TASK DESCRIPTION:
Every line of the records counts; transcribe each one exactly.

---+---

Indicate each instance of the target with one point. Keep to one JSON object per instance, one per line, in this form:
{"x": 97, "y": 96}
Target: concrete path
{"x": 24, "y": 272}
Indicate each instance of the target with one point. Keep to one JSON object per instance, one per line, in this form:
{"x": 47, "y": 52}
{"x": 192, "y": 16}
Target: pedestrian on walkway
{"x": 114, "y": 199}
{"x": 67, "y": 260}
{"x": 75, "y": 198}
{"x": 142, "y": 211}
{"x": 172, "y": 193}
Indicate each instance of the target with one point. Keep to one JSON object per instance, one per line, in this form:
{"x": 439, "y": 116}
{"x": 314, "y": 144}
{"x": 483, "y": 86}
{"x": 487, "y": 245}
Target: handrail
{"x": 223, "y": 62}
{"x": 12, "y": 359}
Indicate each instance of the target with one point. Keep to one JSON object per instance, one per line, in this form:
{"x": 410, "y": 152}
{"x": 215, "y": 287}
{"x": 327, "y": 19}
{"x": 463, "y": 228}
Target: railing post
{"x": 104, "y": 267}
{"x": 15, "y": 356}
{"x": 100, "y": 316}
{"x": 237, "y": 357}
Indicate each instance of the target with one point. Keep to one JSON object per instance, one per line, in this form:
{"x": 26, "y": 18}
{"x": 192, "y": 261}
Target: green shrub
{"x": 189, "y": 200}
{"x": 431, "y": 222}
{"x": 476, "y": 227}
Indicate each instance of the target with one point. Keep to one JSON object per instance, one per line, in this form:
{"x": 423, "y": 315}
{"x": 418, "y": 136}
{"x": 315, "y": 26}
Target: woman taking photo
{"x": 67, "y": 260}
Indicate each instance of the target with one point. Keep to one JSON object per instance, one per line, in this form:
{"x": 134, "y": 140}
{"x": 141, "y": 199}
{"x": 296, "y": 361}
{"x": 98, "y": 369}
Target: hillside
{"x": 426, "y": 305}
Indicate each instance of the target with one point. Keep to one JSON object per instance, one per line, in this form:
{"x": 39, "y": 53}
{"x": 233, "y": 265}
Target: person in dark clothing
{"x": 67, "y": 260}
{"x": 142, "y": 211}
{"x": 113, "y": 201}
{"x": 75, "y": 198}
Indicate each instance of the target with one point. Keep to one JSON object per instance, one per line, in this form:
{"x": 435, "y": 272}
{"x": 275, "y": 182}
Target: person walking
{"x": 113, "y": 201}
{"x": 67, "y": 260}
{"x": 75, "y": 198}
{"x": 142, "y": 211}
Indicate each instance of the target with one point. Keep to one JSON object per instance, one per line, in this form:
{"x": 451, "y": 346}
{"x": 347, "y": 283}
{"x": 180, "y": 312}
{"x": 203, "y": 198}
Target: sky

---+---

PROBLEM SOLUTION:
Indicate each instance of the target with one point. Keep to one JSON object per instance, one per line, in this form:
{"x": 97, "y": 96}
Target: concrete path
{"x": 24, "y": 272}
Indicate each instance of the target with one point. Keep to one JSON object per instance, one per line, in this form:
{"x": 47, "y": 52}
{"x": 192, "y": 16}
Target: pedestrian on walkway
{"x": 114, "y": 199}
{"x": 67, "y": 260}
{"x": 75, "y": 198}
{"x": 142, "y": 211}
{"x": 172, "y": 193}
Indicate each instance of the target with one point. Keep to one JSON object per instance, one per line, in this form:
{"x": 439, "y": 116}
{"x": 314, "y": 144}
{"x": 483, "y": 86}
{"x": 487, "y": 245}
Target: handrail
{"x": 223, "y": 62}
{"x": 12, "y": 359}
Indicate each instance of the target with one point. Keep to one JSON object per instance, one per line, in this form:
{"x": 410, "y": 152}
{"x": 215, "y": 287}
{"x": 327, "y": 19}
{"x": 463, "y": 228}
Target: railing post
{"x": 104, "y": 267}
{"x": 15, "y": 356}
{"x": 100, "y": 316}
{"x": 237, "y": 357}
Indicate each instance of the target with one point. Keep to one JSON object per instance, one per line, in this form:
{"x": 26, "y": 18}
{"x": 192, "y": 261}
Target: green shrub
{"x": 189, "y": 200}
{"x": 431, "y": 222}
{"x": 476, "y": 227}
Indicate each instance of the target with one point. Keep to one JSON object per instance, one per line, in this form:
{"x": 423, "y": 315}
{"x": 418, "y": 136}
{"x": 315, "y": 26}
Target: woman taking photo
{"x": 67, "y": 260}
Indicate each instance of the target with one point. Keep to one JSON object per instance, one per line, in this form:
{"x": 134, "y": 140}
{"x": 141, "y": 199}
{"x": 296, "y": 361}
{"x": 98, "y": 369}
Target: hillside
{"x": 426, "y": 305}
Indicate each instance of the target with one point. Keep to one JSON object per instance, one per line, in this form:
{"x": 39, "y": 53}
{"x": 233, "y": 265}
Target: person in dark clothing
{"x": 67, "y": 260}
{"x": 142, "y": 211}
{"x": 113, "y": 201}
{"x": 75, "y": 198}
Indicate each instance of the target with one point. Keep to one JSON object per instance, one per line, in this form:
{"x": 435, "y": 272}
{"x": 275, "y": 182}
Target: person walking
{"x": 113, "y": 201}
{"x": 67, "y": 260}
{"x": 75, "y": 198}
{"x": 142, "y": 211}
Indicate each instance of the target with one point. Keep to one JSON object per instance, one per line, in this form:
{"x": 451, "y": 346}
{"x": 347, "y": 283}
{"x": 180, "y": 312}
{"x": 203, "y": 198}
Target: sky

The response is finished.